### Exercise details
Write down each entry again, exactly as it reads.

### Information supplied
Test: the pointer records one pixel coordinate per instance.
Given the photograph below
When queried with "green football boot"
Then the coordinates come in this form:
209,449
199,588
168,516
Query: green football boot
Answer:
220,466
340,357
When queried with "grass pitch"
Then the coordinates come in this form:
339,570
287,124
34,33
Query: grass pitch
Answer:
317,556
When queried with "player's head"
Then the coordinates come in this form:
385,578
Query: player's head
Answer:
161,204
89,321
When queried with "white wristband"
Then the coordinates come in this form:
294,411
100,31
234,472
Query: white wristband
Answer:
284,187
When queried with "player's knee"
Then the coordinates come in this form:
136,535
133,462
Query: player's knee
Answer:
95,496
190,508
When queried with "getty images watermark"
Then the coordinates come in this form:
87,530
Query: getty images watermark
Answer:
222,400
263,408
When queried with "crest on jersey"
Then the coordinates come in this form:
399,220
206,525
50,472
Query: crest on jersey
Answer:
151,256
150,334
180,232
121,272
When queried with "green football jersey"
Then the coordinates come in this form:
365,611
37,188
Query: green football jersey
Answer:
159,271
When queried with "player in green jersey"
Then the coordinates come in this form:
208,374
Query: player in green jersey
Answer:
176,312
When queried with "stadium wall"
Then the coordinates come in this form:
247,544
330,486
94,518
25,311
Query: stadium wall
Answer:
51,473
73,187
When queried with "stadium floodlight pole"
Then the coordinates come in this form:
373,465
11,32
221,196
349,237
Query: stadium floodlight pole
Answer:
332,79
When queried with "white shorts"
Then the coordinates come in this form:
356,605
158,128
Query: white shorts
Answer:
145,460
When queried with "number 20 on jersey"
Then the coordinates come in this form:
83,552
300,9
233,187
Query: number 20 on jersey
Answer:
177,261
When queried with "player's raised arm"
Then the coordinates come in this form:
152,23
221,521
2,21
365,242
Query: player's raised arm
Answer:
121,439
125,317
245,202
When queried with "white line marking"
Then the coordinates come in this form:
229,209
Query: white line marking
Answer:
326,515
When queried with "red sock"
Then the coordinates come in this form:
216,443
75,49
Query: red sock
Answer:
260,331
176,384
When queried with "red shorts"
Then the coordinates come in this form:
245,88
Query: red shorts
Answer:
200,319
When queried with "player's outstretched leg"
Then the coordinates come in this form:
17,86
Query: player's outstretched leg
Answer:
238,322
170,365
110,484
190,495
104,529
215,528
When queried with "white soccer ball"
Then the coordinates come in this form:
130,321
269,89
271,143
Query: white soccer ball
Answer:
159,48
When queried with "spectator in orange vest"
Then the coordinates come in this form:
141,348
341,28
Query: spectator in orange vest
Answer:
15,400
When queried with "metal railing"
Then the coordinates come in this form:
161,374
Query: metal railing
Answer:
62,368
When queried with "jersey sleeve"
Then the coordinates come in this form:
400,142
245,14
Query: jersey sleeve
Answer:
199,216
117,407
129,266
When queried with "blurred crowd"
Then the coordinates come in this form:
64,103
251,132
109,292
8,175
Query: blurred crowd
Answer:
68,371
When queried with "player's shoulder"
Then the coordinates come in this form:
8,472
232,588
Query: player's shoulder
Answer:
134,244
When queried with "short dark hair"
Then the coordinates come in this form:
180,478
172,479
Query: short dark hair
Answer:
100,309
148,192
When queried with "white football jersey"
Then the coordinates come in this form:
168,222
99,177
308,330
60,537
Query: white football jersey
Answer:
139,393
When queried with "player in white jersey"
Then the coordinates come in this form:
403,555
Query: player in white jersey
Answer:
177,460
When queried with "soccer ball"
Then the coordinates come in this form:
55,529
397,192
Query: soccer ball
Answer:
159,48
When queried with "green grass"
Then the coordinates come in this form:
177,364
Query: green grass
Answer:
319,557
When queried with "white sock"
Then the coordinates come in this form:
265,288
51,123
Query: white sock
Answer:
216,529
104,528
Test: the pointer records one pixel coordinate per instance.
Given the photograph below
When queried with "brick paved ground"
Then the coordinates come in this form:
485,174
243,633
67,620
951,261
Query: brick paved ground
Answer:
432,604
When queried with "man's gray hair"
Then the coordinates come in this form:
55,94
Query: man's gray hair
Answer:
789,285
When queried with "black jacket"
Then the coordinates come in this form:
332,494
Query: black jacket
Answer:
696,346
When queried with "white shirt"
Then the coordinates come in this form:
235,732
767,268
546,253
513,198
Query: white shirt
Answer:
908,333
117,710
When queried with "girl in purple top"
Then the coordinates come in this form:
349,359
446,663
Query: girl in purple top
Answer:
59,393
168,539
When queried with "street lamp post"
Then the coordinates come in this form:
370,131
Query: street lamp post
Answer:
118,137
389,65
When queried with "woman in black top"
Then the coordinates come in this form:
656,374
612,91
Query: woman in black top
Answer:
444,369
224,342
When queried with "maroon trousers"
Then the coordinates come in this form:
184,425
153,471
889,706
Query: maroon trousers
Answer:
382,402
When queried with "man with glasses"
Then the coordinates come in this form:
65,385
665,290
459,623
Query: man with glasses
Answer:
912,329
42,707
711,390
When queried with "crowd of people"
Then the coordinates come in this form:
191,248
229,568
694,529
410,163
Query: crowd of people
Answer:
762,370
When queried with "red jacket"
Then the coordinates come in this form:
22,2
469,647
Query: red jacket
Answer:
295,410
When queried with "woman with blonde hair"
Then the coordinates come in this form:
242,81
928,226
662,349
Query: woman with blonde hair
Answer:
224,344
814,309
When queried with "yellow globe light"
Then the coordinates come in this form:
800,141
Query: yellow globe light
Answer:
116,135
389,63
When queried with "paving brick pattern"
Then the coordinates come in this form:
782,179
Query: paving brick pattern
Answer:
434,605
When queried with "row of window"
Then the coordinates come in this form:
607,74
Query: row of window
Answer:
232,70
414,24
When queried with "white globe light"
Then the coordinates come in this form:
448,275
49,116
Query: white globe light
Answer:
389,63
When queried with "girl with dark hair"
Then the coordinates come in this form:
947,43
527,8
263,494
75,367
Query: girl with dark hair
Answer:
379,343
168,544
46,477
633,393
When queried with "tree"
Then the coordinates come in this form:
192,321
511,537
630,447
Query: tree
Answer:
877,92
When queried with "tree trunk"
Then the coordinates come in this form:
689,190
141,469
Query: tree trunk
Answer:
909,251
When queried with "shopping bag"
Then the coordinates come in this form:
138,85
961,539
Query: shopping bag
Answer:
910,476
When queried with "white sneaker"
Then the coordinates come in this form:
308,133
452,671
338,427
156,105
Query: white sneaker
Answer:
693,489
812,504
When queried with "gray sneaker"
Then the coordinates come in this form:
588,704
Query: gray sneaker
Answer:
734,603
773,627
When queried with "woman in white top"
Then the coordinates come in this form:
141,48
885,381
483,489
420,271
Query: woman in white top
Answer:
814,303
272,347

### Exercise output
Test: the pointer records one pixel coordinate per instance.
Given the photograph below
When queried with "green football boot"
Then the coordinates come in this form:
209,449
199,588
168,516
Query: green football boot
Answer:
220,466
340,357
When queried with "grass pitch"
Then the coordinates come in this form:
339,570
287,124
34,33
Query: grass pitch
Answer:
317,556
When queried with "player's head"
Then the coordinates come in this form:
385,578
Query: player's head
Answer:
161,204
89,321
When queried with "white wristband"
Then the coordinates come in this form:
294,411
100,31
234,472
Query: white wristband
Answer:
284,187
When queried with "player's knee"
Then the coordinates come in this form:
136,535
133,462
Query: player's knee
Answer:
95,496
190,508
When queried with "getty images watermark"
Then the coordinates come in this form:
87,530
Query: getty images watermark
Answer:
222,400
263,408
When queried with "crest on jersey"
Then the coordinates come in this form:
399,220
206,525
50,472
Query: crest on jersey
Answer:
151,256
150,334
180,232
121,272
When queried with "green football jersey"
Then the coordinates come in this form:
365,611
37,188
Query: green football jersey
Answer:
159,271
When queried with "player in green jersey"
Then the coordinates come in this form:
208,374
Query: player in green jersey
Answer:
176,312
When queried with "stadium wall"
Then the coordinates come in this form:
247,544
330,486
94,518
25,311
Query: stadium wall
Answer:
51,473
73,187
When queried with "stadium floodlight pole"
Then the coordinates come in this form:
373,465
11,32
221,196
349,237
Query: stadium floodlight pole
Answer:
332,79
When queried with "white shorts"
Then the coordinates come in this form:
356,605
158,128
Query: white shorts
Answer:
145,460
When queried with "number 20 on jersey"
Then the coordinates come in this form:
83,552
300,9
233,187
Query: number 20 on jersey
Answer:
177,261
When queried with "player's raised arm"
Then the coordinates come in this form:
152,23
221,521
2,21
365,242
Query: player's raised arm
Answer:
121,439
125,317
245,202
When queried with "white line marking"
Then the coordinates come in this form:
229,209
Query: white line marking
Answer:
326,515
When queried with "red sock"
Then the coordinates come in this form:
216,443
75,49
Query: red sock
Answer:
260,331
176,384
When queried with "red shorts"
Then the coordinates come in this form:
245,88
Query: red shorts
Answer:
200,319
When queried with "player's outstretched leg"
Then the coordinates come in this form:
17,86
Query: player's outstretched leg
Answer:
238,322
170,365
110,484
190,495
104,529
215,528
When queried with "white soccer ball"
Then the coordinates come in this form:
130,321
269,89
271,143
Query: white soccer ball
Answer:
159,48
When queried with "spectator in orange vest"
Then the coordinates come in this form:
141,348
341,28
Query: spectator in orange vest
Answer:
15,400
When queried with "metal railing"
Then the coordinates come in this form:
161,374
Query: metal railing
Answer:
62,368
When queried with "jersey sleeve"
Then the coordinates come in this form:
400,142
245,14
Query: jersey sleeve
Answer:
199,216
117,407
129,266
When queried with "blurred crowd"
Then the coordinates come in this form:
64,103
251,132
109,292
8,175
Query: blurred crowd
Answer:
68,371
When queried with "player's shoulder"
Then the coordinates come in this form:
8,472
232,588
Query: player's shoulder
Answer:
134,244
When queried with "short dark hair"
Then the coordinates come in this form:
180,478
172,479
Query: short dark hair
Answer:
100,309
148,192
When queried with "white football jersey"
Then the coordinates come in this form:
168,222
99,177
308,330
60,537
Query: white football jersey
Answer:
139,393
When queried with "player in white jersey"
Then the coordinates come in this form:
403,555
Query: player in white jersey
Answer:
177,460
When queried with "soccer ball"
Then the coordinates come in this form:
55,529
397,192
Query: soccer ball
Answer:
159,48
When queried with "green grass"
Then the coordinates come in this form:
177,364
Query: green grass
Answer:
319,557
When queried with "white sock"
Then the coordinates come in this form:
265,288
51,123
Query: white sock
Answer:
216,529
104,528
Test: the pointer records one pixel coordinate per instance.
Given the photograph below
When queried with "brick paved ground"
Then the coordinates come in this form:
485,174
243,633
67,620
951,261
Query: brick paved ground
Answer:
432,604
When queried with "man's gray hair"
Then the coordinates come in this form:
55,94
Query: man's gray hair
Answer:
789,285
When queried with "black jacket"
Then the coordinates come in this form:
332,494
Query: black jacket
Answer:
696,346
When queried with "white shirt"
Then the coordinates come in this form:
235,732
767,268
546,253
513,198
Query: white shirt
Answer:
908,333
117,710
When queried with "girl in purple top"
Then the coordinates come in this form:
349,359
446,663
Query: girl in purple top
Answer:
59,393
168,539
When queried with "street lamp post"
Then the coordinates come in this form:
370,131
Query: street lamp post
Answer:
118,137
389,65
When queried with "woman in black top"
Then the coordinates come in this form:
656,374
612,91
Query: woman in black top
Answer:
444,369
224,342
When queried with "maroon trousers"
Then the coordinates come in this form:
184,425
153,471
889,706
Query: maroon trousers
Answer:
382,402
When queried with "man with glasses"
Then the coordinates come in this form:
65,385
665,290
459,623
Query: man with glasses
Answer:
912,329
42,707
711,390
When queried with "crowd of people"
Then the coordinates come in this form:
191,248
229,568
694,529
410,163
Query: crowd of people
Answer:
762,370
When queried with "red jacket"
Then the coordinates come in this form:
22,2
469,647
Query: red jacket
Answer:
295,410
When queried with "woman with blonde hair"
Then the coordinates come in this form:
242,81
928,226
662,349
Query: woman with blonde hair
Answer:
224,344
814,309
When queried with "yellow globe light"
Then the coordinates come in this form:
800,141
Query: yellow globe light
Answer:
116,135
389,63
When queried with "paving brick pattern"
Then the coordinates come in this form:
782,179
Query: paving brick pattern
Answer:
434,605
When queried with "row of window"
Then the coordinates come in this form:
607,74
Query: row of window
Answer:
232,70
414,24
When queried with "white globe light"
Then the coordinates come in this form:
448,275
49,116
Query: white globe light
Answer:
389,63
When queried with "girl with dark hair"
Then the coordinates come in this form:
947,43
527,8
263,494
75,367
Query: girl with dark hair
Answer:
379,343
168,544
46,477
633,393
When queried with "tree"
Then the coordinates come in this form:
192,321
511,537
630,447
Query: tree
Answer:
877,92
When queried with "tree trunk"
Then the coordinates come in this form:
689,190
141,469
Query: tree trunk
Answer:
909,251
When queried with "shopping bag"
Then the coordinates come in this form:
138,85
961,539
Query: shopping bag
Answer:
910,476
When queried with "white sneaker"
Then the coordinates come in this form:
308,133
452,671
338,427
156,105
Query: white sneaker
Answer:
693,489
812,504
When queried with "gray sneaker"
Then the coordinates come in this form:
588,704
Query: gray sneaker
Answer:
734,603
773,627
When queried with "woman in white top"
Then the coordinates come in this form:
141,48
885,381
483,489
420,271
Query: woman in white top
Answer:
814,303
272,347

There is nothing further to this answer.